*ACTIVITY LIST*:
a) Reproduce word for word a portion of the excerpt about Ed's meeting with the Ambassador, beginning at the words "The Ambassador and" and stopping after the words "meeting is over.".
b) In the excerpt about Ed's meeting with the Ambassador, how do the Ambassador and consul respond to Mr. Horman's emotional speech?

*EXCERPT PROVIDED*:
 Ed’s hopes are shattered, however, when he enters the office on this particular occasion. Believing the sense of urgency in the air to come from some news related to Charlie, Ed is understandably nervous and curious as to the information. When the Ambassador wishes to discuss a comment Ed had made in passing, Ed seemingly falls to pieces. He begs, pleads for the return of his son. He and Beth had hoped all along that they would find Charlie somewhere—hurt and traumatized undoubtedly, but nevertheless okay. However, the difficulty of the search, coupled with the stress of not knowing his whereabouts, finally takes its toll on Ed. He is beginning to quickly lose hope, as is evident in his emotional appeal. He wants his son back, dead or alive. The weeks and weeks of not knowing and false hopes and unfounded leads have just been too much for Ed to manage. Early in the film, Ed scolds Beth for being emotional and orders her not to cry. The audience finds Ed in an awkward moment where, fighting back tears, he asks for the return of his son.
 The Ambassador and consul respond to Mr. Horman’s emotional speech with nothing more than cold, callous stares. At that moment he is appealing not to their sense of duty and responsibility as government officials but to their human side, hoping to tap into the caring and sensitivity buried deeply within. He tells them that Charles is “the only child” he has, still addressing them as “sir.” His agony as a parent of a missing child is heart wrenching for the audience to watch but apparently easy for the officials to ignore. His pathetic breakdown goes unheeded, much to his dismay, and Ed is finally informed by Beth that the meeting is over.

*DATASET CONTENT*:
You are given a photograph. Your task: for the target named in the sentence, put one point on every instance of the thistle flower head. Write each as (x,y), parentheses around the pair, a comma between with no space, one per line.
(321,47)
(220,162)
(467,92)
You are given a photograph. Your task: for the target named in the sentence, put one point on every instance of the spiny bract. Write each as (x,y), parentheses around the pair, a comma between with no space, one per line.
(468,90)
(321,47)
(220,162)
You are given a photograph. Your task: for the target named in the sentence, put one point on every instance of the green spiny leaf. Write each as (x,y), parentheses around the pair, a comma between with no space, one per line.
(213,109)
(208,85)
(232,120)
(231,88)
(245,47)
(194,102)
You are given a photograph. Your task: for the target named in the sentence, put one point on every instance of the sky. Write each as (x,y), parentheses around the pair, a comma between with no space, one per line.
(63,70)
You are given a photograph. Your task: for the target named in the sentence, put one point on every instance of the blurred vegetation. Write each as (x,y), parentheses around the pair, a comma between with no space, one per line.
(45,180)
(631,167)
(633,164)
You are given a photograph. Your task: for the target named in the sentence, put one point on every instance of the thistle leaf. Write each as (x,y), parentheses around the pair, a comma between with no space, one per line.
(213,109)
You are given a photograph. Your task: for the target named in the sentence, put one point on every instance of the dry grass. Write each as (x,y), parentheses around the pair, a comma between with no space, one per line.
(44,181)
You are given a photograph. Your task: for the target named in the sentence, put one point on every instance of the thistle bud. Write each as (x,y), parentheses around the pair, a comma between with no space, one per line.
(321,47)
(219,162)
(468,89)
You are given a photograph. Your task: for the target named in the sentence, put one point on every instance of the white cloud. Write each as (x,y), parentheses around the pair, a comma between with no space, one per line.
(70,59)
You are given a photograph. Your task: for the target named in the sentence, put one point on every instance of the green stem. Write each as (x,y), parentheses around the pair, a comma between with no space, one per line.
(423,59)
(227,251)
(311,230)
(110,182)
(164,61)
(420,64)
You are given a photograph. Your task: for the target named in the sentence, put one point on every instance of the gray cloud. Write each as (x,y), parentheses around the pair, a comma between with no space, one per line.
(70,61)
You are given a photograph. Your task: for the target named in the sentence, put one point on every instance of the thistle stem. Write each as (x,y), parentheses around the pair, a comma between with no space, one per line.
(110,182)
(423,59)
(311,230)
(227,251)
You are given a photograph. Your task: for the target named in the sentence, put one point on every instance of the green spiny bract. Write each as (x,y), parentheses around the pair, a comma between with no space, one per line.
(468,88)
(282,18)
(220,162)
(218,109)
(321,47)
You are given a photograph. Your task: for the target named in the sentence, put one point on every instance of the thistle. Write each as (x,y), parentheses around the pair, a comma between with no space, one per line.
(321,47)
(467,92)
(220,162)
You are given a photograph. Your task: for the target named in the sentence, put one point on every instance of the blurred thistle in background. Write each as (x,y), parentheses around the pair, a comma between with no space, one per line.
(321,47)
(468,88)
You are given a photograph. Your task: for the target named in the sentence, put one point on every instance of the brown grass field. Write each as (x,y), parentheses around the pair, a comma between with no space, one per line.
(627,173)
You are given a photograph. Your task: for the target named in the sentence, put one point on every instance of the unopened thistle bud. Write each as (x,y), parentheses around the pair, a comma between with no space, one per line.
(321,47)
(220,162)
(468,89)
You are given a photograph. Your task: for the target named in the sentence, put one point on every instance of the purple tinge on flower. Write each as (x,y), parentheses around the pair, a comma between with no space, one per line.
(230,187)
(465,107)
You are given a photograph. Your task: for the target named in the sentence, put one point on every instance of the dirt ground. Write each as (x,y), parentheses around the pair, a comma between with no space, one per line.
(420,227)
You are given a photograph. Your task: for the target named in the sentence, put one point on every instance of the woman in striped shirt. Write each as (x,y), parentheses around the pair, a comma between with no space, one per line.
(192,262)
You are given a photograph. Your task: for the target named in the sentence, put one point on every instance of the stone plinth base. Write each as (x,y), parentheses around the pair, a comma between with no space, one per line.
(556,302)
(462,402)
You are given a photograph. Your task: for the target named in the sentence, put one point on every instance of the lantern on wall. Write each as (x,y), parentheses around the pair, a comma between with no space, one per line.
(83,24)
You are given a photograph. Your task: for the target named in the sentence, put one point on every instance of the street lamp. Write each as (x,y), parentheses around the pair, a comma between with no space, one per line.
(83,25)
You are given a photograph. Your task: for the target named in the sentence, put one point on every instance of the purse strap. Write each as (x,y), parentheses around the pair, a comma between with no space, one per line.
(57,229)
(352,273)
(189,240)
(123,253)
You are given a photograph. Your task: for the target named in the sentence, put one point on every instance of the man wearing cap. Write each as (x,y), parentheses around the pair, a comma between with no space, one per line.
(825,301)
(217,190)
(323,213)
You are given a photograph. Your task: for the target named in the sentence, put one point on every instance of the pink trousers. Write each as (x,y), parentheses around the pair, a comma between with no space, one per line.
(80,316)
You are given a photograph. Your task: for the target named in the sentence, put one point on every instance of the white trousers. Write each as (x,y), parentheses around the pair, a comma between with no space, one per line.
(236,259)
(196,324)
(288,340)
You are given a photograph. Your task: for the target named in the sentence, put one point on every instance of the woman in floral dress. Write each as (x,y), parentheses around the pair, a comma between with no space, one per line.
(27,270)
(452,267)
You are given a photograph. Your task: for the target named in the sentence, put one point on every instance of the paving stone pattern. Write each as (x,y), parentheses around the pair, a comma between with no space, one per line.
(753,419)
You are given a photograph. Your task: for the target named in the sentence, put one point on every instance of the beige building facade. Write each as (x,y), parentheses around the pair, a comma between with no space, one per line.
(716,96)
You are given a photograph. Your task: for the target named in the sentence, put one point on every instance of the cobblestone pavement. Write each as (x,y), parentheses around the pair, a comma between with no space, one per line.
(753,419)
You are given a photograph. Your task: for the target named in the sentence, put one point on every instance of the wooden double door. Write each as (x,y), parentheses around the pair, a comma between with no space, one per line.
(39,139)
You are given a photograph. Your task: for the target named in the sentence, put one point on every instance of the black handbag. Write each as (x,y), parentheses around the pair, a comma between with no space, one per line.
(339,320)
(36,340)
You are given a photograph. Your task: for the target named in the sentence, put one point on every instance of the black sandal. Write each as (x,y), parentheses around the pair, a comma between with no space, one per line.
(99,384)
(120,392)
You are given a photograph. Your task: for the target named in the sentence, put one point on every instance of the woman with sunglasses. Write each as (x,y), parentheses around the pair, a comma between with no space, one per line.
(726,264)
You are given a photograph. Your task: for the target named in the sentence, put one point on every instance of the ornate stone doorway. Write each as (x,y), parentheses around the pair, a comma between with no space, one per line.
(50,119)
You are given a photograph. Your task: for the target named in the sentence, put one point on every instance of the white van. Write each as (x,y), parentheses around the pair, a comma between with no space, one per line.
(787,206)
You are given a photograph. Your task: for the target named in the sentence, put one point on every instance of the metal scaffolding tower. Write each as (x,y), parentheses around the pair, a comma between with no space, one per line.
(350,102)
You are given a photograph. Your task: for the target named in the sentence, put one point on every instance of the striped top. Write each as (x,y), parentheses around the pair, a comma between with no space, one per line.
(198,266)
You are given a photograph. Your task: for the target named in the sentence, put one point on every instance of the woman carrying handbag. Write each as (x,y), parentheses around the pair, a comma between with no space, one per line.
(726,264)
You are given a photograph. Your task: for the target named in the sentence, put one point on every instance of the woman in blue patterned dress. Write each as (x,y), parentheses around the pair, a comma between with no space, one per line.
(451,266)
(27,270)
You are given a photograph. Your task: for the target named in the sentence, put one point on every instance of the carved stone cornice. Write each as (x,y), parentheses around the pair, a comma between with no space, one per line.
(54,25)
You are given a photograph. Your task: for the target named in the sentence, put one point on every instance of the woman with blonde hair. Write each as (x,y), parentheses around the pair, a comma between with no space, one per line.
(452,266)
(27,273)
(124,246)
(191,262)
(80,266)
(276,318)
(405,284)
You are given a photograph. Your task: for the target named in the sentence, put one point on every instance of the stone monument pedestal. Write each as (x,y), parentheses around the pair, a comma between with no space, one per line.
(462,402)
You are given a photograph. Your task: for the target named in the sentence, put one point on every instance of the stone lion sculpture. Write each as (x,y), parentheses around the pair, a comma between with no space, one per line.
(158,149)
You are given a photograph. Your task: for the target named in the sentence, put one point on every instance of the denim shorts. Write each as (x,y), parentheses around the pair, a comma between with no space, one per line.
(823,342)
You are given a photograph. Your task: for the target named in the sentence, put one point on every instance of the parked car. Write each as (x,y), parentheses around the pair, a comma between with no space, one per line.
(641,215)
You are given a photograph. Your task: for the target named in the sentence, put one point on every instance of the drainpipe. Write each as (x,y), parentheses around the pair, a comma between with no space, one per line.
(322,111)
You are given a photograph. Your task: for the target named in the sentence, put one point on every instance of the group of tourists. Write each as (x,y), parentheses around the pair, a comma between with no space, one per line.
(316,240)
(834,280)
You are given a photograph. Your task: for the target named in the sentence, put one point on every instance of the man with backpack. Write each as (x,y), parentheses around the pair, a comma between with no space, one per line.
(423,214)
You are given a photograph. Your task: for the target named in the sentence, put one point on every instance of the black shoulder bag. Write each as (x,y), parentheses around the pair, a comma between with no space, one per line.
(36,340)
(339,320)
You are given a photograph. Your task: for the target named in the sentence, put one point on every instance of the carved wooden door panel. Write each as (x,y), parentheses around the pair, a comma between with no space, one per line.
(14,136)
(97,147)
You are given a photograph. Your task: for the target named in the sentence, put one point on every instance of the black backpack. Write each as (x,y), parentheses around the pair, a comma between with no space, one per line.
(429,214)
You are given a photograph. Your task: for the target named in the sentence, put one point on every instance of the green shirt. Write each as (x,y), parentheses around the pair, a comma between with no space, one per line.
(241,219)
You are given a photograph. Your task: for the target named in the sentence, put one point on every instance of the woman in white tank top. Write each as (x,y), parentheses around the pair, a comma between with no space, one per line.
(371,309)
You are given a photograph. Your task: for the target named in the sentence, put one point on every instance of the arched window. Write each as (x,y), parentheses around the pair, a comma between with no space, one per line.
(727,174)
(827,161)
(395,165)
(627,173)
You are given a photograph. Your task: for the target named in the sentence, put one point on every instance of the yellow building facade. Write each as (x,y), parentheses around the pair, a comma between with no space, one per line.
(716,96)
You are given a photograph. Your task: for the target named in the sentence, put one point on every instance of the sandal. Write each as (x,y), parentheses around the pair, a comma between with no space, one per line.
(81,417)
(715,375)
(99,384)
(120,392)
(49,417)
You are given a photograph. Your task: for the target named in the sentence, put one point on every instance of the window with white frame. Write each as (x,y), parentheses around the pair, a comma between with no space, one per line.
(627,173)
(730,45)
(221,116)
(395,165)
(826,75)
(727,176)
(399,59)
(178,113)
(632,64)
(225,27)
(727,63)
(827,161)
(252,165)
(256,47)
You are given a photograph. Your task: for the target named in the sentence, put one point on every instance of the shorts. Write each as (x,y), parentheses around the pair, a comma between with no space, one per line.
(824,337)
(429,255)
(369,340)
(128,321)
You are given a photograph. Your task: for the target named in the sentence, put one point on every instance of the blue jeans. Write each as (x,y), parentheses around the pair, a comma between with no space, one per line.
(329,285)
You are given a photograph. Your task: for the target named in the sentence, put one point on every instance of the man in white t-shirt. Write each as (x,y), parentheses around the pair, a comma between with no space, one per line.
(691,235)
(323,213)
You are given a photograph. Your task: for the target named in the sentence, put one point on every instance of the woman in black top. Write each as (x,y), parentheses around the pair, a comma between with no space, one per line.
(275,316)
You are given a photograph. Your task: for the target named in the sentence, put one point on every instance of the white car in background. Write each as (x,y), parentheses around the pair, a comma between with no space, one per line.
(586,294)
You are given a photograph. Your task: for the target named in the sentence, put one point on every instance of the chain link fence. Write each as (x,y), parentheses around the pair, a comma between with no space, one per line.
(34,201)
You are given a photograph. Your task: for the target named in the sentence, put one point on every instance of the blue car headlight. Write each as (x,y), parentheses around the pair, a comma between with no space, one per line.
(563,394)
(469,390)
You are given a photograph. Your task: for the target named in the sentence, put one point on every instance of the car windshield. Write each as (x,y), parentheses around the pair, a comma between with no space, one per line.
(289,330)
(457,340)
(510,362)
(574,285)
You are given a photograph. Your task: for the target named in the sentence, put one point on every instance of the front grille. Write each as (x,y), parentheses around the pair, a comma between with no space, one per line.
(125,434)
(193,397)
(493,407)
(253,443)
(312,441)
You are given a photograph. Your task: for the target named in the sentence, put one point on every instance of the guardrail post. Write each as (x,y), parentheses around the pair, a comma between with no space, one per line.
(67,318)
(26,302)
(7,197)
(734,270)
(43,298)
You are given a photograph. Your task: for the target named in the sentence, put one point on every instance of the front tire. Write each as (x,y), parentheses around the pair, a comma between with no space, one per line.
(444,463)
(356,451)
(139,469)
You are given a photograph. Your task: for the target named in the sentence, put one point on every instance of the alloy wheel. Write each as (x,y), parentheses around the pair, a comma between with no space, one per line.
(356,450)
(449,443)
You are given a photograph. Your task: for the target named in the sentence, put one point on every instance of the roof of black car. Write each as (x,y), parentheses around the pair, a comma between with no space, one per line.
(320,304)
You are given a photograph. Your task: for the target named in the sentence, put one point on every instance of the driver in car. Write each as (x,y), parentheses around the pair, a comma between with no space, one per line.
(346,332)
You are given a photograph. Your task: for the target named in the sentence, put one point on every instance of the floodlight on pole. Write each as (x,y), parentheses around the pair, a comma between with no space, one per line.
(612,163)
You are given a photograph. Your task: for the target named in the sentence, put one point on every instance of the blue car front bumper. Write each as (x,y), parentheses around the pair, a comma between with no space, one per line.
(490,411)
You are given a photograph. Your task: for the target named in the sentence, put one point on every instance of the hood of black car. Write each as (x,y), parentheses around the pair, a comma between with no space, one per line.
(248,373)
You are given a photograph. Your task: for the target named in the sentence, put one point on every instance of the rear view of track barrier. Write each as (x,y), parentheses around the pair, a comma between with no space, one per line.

*PROBLEM SOLUTIONS*:
a)
The Ambassador and consul respond to Mr. Horman’s emotional speech with nothing more than cold, callous stares. At that moment he is appealing not to their sense of duty and responsibility as government officials but to their human side, hoping to tap into the caring and sensitivity buried deeply within. He tells them that Charles is “the only child” he has, still addressing them as “sir.” His agony as a parent of a missing child is heart wrenching for the audience to watch but apparently easy for the officials to ignore. His pathetic breakdown goes unheeded, much to his dismay, and Ed is finally informed by Beth that the meeting is over.

b) They respond with nothing more than cold, callous stares.